WRITTEN PROBLEM 1:
Pull out every line of the records that contains the word "white", matching its case exactly.

SOURCE PASSAGE:
------------------------------------------------------------------------

Court of Appeals of Texas, Tyler
Mar 14, 1996
923 S.W.2d 663 (Tex. App. 1996)

Summary

upholding liquidated-damages provision for fifty percent of weekly fees for remainder of sixty-month term, noting "[t]o forecast the actual damages to Cintas as a result of Murphy's termination of the contract sixty months in advance would be fraught with uncertainty"

Summary of this case from Austex Tree Serv., Inc. v. UniFirst Holdings, Inc.

Opinion

No. 12-94-00371-CV.

February 23, 1996. Rehearing Overruled March 14, 1996.

Appeal from the County Court at Law No. 2, Smith County, Randall L. Rogers, J.

H.L. McGee, for appellant.

Ronnie Horsley, Tyler, for appellee.


Ken Murphy appeals from a judgment awarding Cintas Corporation $6,167.30 for breach of a uniform rental agreement. In the first six points of error, Murphy challenges the legal sufficiency of the evidence to support the court's award of liquidated damages. In his seventh point, Murphy contends that the court erred when it awarded liquidated damages because the stipulated damage clause in the contract was an unenforceable penalty, as a matter of law. In his last point, Murphy contends that the court erred when it refused to set aside the judgment and render a take-nothing judgment in his favor. In one cross-point, Cintas contends that the court erred when it permitted Murphy to file a trial amendment after the court had taken the case under advisement. We will affirm.

Cintas Corporation is a national company that rents uniforms, towels and mats to businesses on a weekly basis. Murphy owns and

operates an Exxon and Chevron service station in Tyler, Texas. From 1988 until 1991, Murphy and Cintas entered into a series of contracts to rent uniforms. Initially, Cintas filed suit against Murphy alleging that he had failed to pay in accordance with their agreements which resulted in $8,724.59 in damages. As exhibits to its petition, Cintas attached the contracts, the invoices and Cintas's affidavit stating that the claim against Murphy was just and true, that it was due, and that all just and lawful credit had been allowed. TEX.R.CIV.P. 185.

------------------------------------------------------------------------

GIVEN DATA:
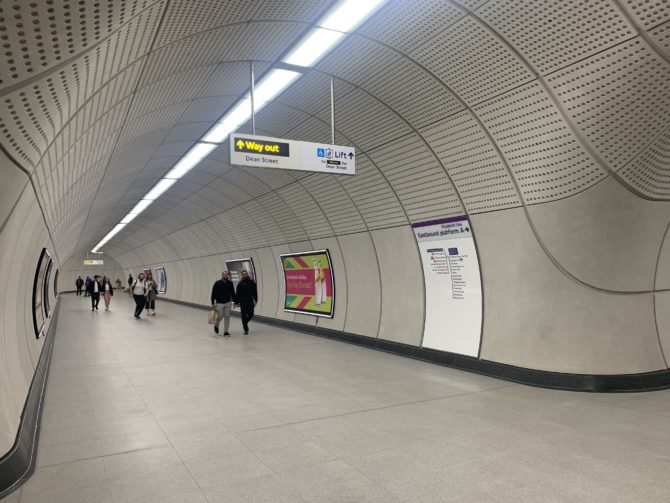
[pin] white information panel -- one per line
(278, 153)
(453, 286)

------------------------------------------------------------------------

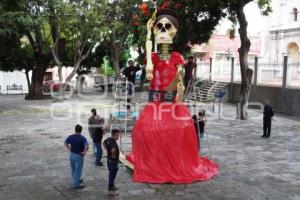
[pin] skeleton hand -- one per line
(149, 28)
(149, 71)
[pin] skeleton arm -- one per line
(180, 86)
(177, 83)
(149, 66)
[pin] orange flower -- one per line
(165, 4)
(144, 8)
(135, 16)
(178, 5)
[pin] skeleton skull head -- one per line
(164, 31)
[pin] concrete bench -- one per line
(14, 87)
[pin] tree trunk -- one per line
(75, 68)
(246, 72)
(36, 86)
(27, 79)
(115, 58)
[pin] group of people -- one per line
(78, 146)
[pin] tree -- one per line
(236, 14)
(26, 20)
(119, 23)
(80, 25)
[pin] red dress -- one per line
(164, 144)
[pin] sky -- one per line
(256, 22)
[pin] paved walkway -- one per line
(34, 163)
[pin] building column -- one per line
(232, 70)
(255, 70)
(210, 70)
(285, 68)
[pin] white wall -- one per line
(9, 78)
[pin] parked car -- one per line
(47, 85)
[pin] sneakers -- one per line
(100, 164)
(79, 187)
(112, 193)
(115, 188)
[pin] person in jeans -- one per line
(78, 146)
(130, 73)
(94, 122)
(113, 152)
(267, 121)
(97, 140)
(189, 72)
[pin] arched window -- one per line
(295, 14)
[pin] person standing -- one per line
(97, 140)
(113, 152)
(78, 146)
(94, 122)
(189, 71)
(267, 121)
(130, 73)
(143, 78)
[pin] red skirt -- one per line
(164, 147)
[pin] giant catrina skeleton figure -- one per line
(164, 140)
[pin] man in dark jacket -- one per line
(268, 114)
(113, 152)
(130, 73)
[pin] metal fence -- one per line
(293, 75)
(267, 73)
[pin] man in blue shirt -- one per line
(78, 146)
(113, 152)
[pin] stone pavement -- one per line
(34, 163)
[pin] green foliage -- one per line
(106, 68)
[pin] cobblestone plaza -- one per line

------------------------------------------------------------------------

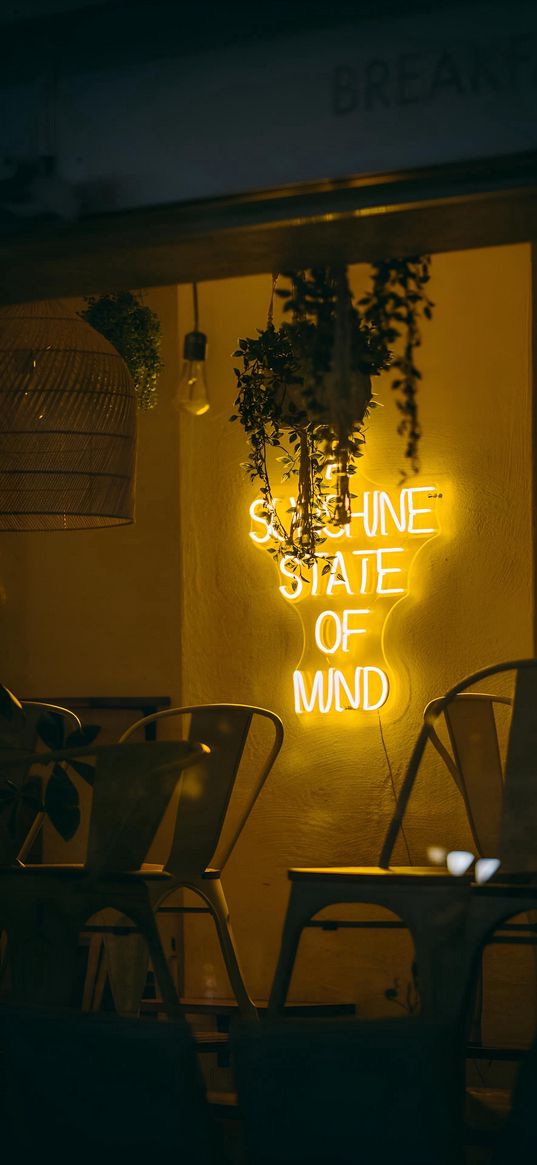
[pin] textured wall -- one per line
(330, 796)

------------------------------------------------------------------------

WRITTEN PROBLEM 2:
In the court opinion, why does Murphy's seventh point argue that the court was wrong to award liquidated damages?

WRITTEN ANSWER 1:
[pin] white information panel -- one per line
[pin] white wall -- one per line

WRITTEN ANSWER 2:
Murphy argues that the stipulated damage clause in the contract was an unenforceable penalty as a matter of law.